→ WHAT IS NEEDED
Count the lines in the records below that contain the string "shirt", with case counting, and reply with only that number.

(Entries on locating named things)
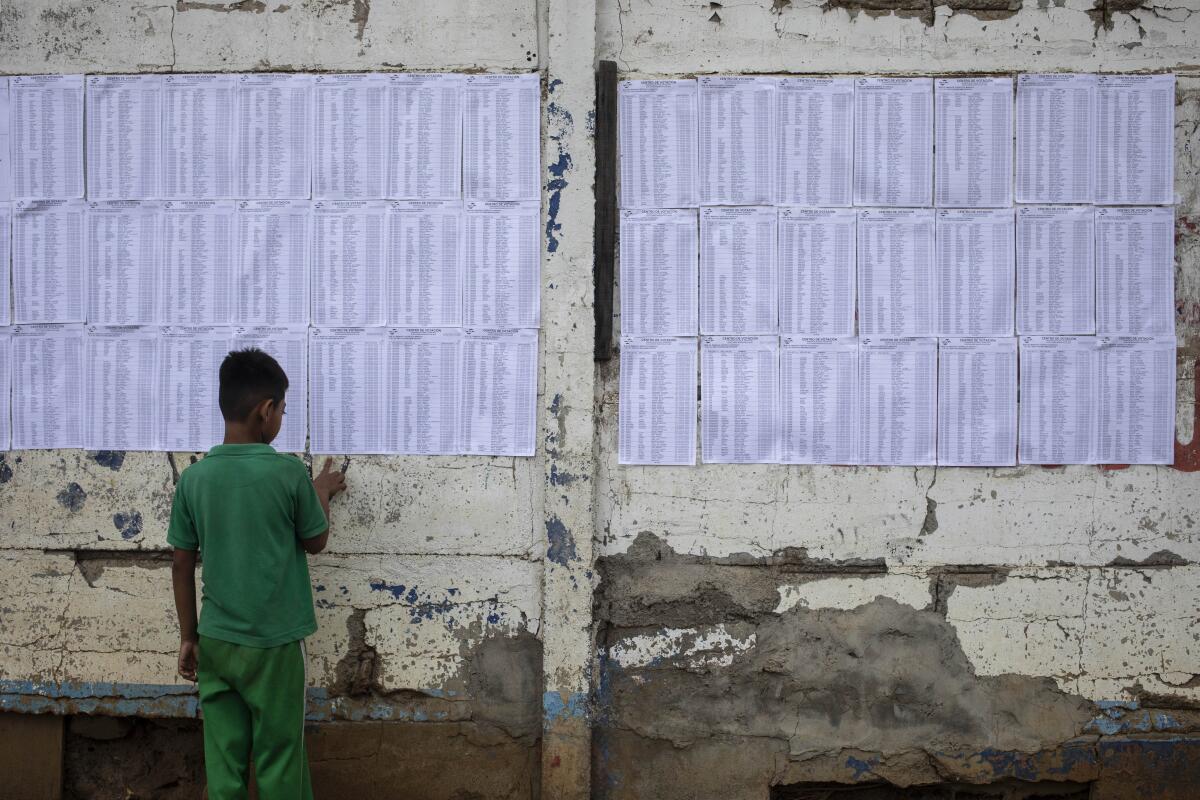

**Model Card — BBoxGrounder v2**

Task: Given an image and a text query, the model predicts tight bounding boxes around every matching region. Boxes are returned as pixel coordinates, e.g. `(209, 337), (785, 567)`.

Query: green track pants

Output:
(197, 636), (312, 800)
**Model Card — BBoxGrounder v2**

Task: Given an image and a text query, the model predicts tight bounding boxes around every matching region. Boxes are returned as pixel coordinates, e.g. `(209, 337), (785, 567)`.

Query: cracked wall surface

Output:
(0, 0), (561, 798)
(0, 0), (1200, 800)
(594, 0), (1200, 799)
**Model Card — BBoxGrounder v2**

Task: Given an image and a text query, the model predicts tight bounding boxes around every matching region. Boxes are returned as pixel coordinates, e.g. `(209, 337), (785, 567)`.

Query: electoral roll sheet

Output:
(458, 327), (538, 456)
(700, 206), (779, 335)
(234, 73), (312, 200)
(84, 200), (160, 325)
(462, 73), (541, 200)
(234, 200), (312, 325)
(937, 337), (1016, 467)
(1016, 205), (1096, 335)
(161, 74), (238, 199)
(156, 325), (233, 452)
(698, 76), (775, 205)
(462, 201), (541, 327)
(618, 336), (696, 467)
(388, 72), (464, 200)
(936, 209), (1016, 336)
(308, 327), (386, 455)
(230, 325), (308, 453)
(1096, 336), (1175, 464)
(83, 325), (161, 450)
(11, 325), (84, 450)
(858, 337), (937, 467)
(1096, 74), (1175, 205)
(312, 72), (395, 200)
(779, 336), (860, 464)
(8, 76), (83, 200)
(1018, 336), (1100, 464)
(620, 209), (700, 336)
(779, 207), (858, 336)
(934, 78), (1013, 209)
(1096, 206), (1175, 336)
(854, 78), (934, 206)
(775, 78), (854, 206)
(384, 327), (462, 456)
(158, 200), (236, 325)
(311, 200), (388, 327)
(88, 76), (163, 200)
(386, 200), (463, 327)
(700, 336), (780, 464)
(0, 327), (12, 451)
(858, 209), (937, 336)
(1016, 73), (1096, 203)
(617, 78), (700, 209)
(12, 200), (88, 323)
(0, 76), (12, 203)
(0, 203), (12, 326)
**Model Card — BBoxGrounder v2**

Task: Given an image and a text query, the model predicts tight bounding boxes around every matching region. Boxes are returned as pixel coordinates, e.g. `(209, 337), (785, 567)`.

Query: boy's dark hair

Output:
(217, 348), (288, 422)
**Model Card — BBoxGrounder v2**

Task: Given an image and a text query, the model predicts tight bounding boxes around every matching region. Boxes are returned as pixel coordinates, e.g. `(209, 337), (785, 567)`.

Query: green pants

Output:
(197, 636), (312, 800)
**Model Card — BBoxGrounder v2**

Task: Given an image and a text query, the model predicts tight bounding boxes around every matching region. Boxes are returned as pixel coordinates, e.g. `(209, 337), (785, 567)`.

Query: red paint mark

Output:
(1174, 359), (1200, 473)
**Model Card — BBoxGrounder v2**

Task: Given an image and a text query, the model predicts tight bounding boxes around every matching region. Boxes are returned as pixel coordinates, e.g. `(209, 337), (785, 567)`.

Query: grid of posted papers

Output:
(0, 73), (540, 456)
(619, 74), (1175, 467)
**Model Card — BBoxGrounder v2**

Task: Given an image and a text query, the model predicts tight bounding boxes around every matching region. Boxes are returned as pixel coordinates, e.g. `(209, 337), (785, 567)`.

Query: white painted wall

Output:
(596, 0), (1200, 700)
(0, 0), (549, 705)
(0, 0), (1200, 777)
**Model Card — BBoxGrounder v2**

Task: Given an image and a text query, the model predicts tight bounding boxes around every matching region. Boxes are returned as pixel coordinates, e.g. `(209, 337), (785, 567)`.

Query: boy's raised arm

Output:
(170, 548), (200, 681)
(300, 458), (346, 555)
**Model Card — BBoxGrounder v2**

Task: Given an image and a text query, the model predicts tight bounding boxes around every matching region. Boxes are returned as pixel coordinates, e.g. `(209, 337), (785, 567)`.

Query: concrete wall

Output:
(0, 0), (595, 796)
(0, 0), (1200, 799)
(594, 0), (1200, 800)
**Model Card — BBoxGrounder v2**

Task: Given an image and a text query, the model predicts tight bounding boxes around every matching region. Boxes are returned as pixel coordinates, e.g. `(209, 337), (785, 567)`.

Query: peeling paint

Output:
(546, 517), (578, 566)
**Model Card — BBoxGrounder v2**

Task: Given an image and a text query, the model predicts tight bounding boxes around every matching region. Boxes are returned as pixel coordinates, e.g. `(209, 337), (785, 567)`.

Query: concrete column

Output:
(539, 0), (596, 800)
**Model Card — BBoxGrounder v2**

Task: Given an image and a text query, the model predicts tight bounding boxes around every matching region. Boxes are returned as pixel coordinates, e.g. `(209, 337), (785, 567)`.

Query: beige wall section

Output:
(0, 0), (540, 73)
(596, 0), (1200, 719)
(0, 0), (564, 762)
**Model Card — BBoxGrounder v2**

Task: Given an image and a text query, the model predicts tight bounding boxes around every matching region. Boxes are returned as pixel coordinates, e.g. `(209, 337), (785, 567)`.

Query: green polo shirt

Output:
(167, 445), (329, 648)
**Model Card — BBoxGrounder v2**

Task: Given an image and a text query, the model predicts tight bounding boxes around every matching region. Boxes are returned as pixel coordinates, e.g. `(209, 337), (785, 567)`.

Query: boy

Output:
(167, 348), (346, 800)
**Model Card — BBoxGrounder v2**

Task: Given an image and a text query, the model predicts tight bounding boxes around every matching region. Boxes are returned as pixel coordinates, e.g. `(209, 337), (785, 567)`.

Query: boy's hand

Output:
(179, 640), (200, 684)
(312, 458), (346, 501)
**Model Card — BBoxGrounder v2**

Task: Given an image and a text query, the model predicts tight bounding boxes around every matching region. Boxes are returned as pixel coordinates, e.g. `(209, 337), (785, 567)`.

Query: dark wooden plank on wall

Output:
(593, 61), (617, 361)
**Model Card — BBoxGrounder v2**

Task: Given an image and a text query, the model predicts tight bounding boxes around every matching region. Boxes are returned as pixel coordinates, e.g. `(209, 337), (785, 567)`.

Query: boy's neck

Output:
(221, 420), (270, 445)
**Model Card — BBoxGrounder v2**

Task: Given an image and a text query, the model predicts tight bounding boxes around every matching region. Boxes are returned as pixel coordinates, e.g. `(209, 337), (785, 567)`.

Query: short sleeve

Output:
(295, 467), (329, 539)
(167, 481), (200, 551)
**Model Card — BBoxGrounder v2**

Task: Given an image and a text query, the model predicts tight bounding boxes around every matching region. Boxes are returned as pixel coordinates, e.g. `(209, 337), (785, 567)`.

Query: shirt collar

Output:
(208, 444), (275, 456)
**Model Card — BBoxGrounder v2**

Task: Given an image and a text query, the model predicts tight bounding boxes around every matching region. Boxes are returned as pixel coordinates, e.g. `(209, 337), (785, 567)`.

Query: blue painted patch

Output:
(88, 450), (125, 473)
(546, 464), (580, 486)
(541, 692), (588, 724)
(1084, 700), (1183, 736)
(546, 517), (580, 566)
(369, 581), (408, 600)
(0, 680), (468, 722)
(546, 178), (566, 253)
(113, 511), (142, 540)
(55, 481), (88, 513)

→ ANSWER TO THE TASK
2